STATED GOAL - Set out the rows below as a numbered list, one line per number, leaving out the blank lines.

***

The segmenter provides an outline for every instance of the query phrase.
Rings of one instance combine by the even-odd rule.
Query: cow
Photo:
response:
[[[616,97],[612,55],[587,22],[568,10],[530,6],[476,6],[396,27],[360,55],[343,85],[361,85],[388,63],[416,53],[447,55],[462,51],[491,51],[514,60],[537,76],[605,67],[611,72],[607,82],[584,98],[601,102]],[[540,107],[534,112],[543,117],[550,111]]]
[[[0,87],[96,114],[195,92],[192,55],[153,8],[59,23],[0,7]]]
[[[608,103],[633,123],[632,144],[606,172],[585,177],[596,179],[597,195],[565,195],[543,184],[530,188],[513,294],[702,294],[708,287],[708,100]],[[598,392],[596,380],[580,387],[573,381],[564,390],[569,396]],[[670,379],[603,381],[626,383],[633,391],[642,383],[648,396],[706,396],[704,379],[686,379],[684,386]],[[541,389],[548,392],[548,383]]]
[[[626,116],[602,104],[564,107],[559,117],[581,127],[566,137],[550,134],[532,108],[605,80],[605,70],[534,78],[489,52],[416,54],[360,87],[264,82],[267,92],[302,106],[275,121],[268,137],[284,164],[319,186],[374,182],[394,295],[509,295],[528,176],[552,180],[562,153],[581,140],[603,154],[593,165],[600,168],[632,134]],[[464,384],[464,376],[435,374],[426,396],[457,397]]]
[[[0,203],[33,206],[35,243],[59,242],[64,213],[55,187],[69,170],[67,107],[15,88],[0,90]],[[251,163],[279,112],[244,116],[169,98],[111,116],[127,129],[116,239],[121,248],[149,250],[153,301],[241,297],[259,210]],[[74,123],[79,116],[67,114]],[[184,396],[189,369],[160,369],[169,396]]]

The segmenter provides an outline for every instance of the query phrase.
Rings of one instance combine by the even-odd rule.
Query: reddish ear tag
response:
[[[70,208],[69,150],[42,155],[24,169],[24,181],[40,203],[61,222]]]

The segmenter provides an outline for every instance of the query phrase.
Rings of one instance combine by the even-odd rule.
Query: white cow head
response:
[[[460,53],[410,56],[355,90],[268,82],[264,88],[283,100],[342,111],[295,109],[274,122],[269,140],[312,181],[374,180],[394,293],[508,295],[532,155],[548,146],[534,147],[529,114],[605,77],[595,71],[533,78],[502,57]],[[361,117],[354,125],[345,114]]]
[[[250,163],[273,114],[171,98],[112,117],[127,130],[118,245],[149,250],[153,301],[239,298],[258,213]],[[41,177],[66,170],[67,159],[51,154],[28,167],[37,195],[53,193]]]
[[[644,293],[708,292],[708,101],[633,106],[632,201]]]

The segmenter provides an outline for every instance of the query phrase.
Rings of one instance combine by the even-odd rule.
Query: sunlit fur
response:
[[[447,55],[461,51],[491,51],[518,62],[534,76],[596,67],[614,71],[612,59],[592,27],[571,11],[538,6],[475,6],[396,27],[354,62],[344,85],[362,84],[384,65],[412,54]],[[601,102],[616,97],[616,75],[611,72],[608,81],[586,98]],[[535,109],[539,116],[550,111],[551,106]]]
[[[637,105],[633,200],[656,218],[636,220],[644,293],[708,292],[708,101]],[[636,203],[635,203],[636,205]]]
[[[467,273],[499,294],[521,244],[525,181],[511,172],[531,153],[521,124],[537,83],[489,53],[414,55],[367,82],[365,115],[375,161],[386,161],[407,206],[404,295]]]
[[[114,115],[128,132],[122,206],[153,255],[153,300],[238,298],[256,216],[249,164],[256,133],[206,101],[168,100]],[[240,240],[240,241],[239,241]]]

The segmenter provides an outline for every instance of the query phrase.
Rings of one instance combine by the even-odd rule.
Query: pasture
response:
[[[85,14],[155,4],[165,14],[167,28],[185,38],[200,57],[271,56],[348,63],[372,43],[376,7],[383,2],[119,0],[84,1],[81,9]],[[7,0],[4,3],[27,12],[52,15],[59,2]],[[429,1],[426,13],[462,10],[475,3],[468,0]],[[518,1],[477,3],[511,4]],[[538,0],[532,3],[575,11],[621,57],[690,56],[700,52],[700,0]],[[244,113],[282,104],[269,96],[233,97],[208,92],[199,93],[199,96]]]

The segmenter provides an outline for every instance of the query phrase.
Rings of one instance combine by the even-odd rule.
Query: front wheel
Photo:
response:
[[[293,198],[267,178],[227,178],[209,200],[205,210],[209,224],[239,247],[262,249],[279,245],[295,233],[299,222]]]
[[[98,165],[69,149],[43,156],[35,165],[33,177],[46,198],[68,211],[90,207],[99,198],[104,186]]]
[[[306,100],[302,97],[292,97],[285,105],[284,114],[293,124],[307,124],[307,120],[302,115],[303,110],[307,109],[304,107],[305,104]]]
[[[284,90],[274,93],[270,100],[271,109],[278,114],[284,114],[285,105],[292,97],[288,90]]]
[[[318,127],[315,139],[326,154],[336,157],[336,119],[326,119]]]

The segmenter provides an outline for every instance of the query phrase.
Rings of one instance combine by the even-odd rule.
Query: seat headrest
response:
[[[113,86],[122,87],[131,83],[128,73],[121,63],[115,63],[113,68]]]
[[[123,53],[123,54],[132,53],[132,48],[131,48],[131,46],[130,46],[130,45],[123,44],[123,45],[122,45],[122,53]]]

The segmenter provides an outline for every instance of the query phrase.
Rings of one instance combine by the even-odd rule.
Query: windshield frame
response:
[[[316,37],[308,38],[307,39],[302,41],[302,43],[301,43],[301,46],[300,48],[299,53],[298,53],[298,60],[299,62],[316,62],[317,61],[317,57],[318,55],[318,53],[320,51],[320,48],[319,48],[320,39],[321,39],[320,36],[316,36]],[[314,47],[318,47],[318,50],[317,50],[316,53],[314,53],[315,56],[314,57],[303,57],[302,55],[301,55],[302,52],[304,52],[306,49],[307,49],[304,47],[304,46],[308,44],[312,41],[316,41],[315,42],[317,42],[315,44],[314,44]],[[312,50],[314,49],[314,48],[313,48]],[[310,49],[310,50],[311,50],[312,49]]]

***

RESPONSE TO THIS EXERCISE -
1. The segmenter provides an outline for every instance of the query phrase.
2. Rings of one instance combine by the even-odd rule.
3. Query: cow
4. Photo:
5. response:
6. [[[616,97],[612,55],[587,22],[568,10],[530,6],[476,6],[396,27],[360,55],[343,85],[361,85],[388,63],[416,53],[447,55],[462,51],[491,51],[514,60],[537,76],[605,67],[611,72],[607,82],[584,98],[601,102]],[[540,107],[534,112],[543,117],[550,111]]]
7. [[[0,87],[96,114],[195,92],[192,55],[153,8],[59,23],[0,7]]]
8. [[[608,103],[633,123],[632,144],[606,172],[585,177],[596,179],[597,195],[565,195],[543,184],[530,188],[513,294],[702,294],[708,287],[708,100]],[[598,392],[596,380],[580,387],[573,381],[564,390],[569,396]],[[670,379],[603,381],[626,383],[633,391],[642,383],[648,396],[706,396],[704,379],[686,379],[684,386]],[[541,389],[548,392],[548,383]]]
9. [[[626,116],[602,104],[564,107],[559,117],[581,127],[566,137],[550,134],[532,108],[605,80],[605,70],[534,78],[489,52],[416,54],[360,87],[264,82],[267,92],[302,106],[275,121],[268,137],[284,164],[319,186],[374,182],[394,295],[509,295],[528,176],[552,180],[562,153],[581,140],[603,154],[593,165],[600,168],[632,134]],[[464,384],[464,376],[435,374],[426,396],[457,397]]]
10. [[[0,203],[33,206],[35,243],[59,242],[64,213],[55,187],[69,170],[67,107],[15,88],[0,90]],[[251,163],[279,112],[244,116],[169,98],[111,116],[127,129],[116,239],[121,248],[149,250],[153,301],[241,297],[259,210]],[[74,123],[79,116],[67,114]],[[184,396],[189,369],[160,369],[169,396]]]
11. The segmenter provides an outline for every instance of the query phrase.
12. Rings of one instance combine by the even-odd rule.
13. Query: reddish ear tag
14. response:
15. [[[70,208],[69,150],[42,155],[24,169],[24,181],[40,203],[61,222]]]
16. The segmenter provides an outline for every instance of the query phrase.
17. Rings of one instance combine by the even-odd rule.
18. Query: white cow head
19. response:
20. [[[460,53],[410,56],[355,90],[268,82],[264,88],[283,100],[342,111],[295,109],[274,122],[269,140],[312,181],[374,180],[394,293],[508,295],[532,155],[548,146],[534,147],[529,114],[605,77],[595,71],[533,78],[502,57]],[[361,117],[354,125],[345,114]]]
21. [[[250,163],[273,114],[171,98],[112,117],[127,130],[118,245],[149,250],[153,301],[239,298],[258,213]],[[41,177],[66,170],[67,159],[51,154],[28,167],[37,195],[53,193]]]
22. [[[644,293],[708,292],[708,101],[633,106],[632,201]]]
23. The segmenter provides an outline for every instance of the query phrase.
24. Rings of one instance combine by the even-odd rule.
25. Query: sunlit fur
26. response:
27. [[[447,55],[461,51],[491,51],[518,62],[534,76],[596,67],[614,71],[612,59],[592,27],[571,11],[538,6],[475,6],[396,27],[354,62],[344,85],[362,84],[384,65],[412,54]],[[601,102],[616,97],[616,75],[611,72],[608,81],[586,98]],[[535,109],[539,116],[550,111],[551,106]]]
28. [[[637,105],[633,200],[656,218],[636,220],[644,293],[708,292],[708,101]],[[636,203],[635,203],[636,205]]]
29. [[[467,273],[499,294],[521,244],[525,181],[511,172],[531,153],[521,124],[537,83],[489,53],[414,55],[367,82],[365,115],[375,161],[386,161],[407,206],[404,295]]]
30. [[[114,115],[128,132],[122,206],[153,255],[153,300],[238,298],[256,216],[249,164],[256,133],[206,101],[168,100]],[[240,240],[240,241],[239,241]]]
31. The segmenter provides an outline for every instance of the query phrase.
32. Rings of one instance combine by the even-odd rule.
33. Query: pasture
34. response:
35. [[[85,14],[155,4],[165,14],[167,28],[185,38],[200,57],[271,56],[348,63],[372,43],[376,7],[383,2],[119,0],[84,1],[81,9]],[[7,0],[4,3],[27,12],[52,15],[59,2]],[[429,1],[426,13],[462,10],[475,3],[468,0]],[[518,1],[477,3],[511,4]],[[538,0],[532,3],[575,11],[621,57],[690,56],[700,52],[700,0]],[[244,113],[282,104],[269,96],[233,97],[208,92],[199,93],[199,96]]]
36. The segmenter provides an outline for every instance of the query phrase.
37. Rings of one instance combine by the even-odd rule.
38. Query: front wheel
39. Photo:
40. response:
41. [[[293,198],[267,178],[227,178],[209,200],[205,210],[209,224],[239,247],[262,249],[279,245],[295,233],[299,222]]]
42. [[[98,165],[69,149],[43,156],[35,165],[33,177],[46,198],[68,211],[90,207],[99,198],[104,186]]]
43. [[[306,100],[302,97],[292,97],[285,105],[284,114],[293,124],[307,124],[307,120],[302,115],[303,110],[307,109],[304,107],[305,104]]]
44. [[[284,90],[274,93],[270,100],[271,109],[278,114],[284,114],[285,105],[292,97],[288,90]]]
45. [[[318,127],[315,139],[326,154],[336,157],[336,119],[326,119]]]
46. The segmenter provides an outline for every instance of the query phrase.
47. Rings of one instance combine by the even-odd rule.
48. Query: seat headrest
49. response:
50. [[[113,86],[122,87],[131,83],[128,73],[121,63],[115,63],[113,68]]]
51. [[[123,53],[123,54],[132,53],[132,48],[131,48],[131,46],[130,46],[130,45],[123,44],[123,45],[122,45],[122,53]]]
52. The segmenter provides an outline for every instance of the query phrase.
53. Rings of one instance combine by the even-odd rule.
54. Query: windshield frame
55. response:
56. [[[316,37],[308,38],[307,39],[302,41],[302,43],[301,43],[301,46],[300,48],[299,53],[298,53],[298,60],[299,62],[316,62],[317,61],[317,57],[318,55],[318,53],[320,51],[320,48],[319,48],[320,39],[321,39],[320,36],[316,36]],[[314,47],[318,47],[318,50],[317,50],[316,53],[314,53],[315,56],[314,57],[303,57],[302,55],[301,55],[302,52],[304,52],[306,49],[307,49],[304,47],[304,46],[308,44],[312,41],[316,41],[315,42],[317,42],[315,44],[314,44]],[[312,50],[314,49],[314,48],[313,48]],[[310,49],[310,50],[311,50],[312,49]]]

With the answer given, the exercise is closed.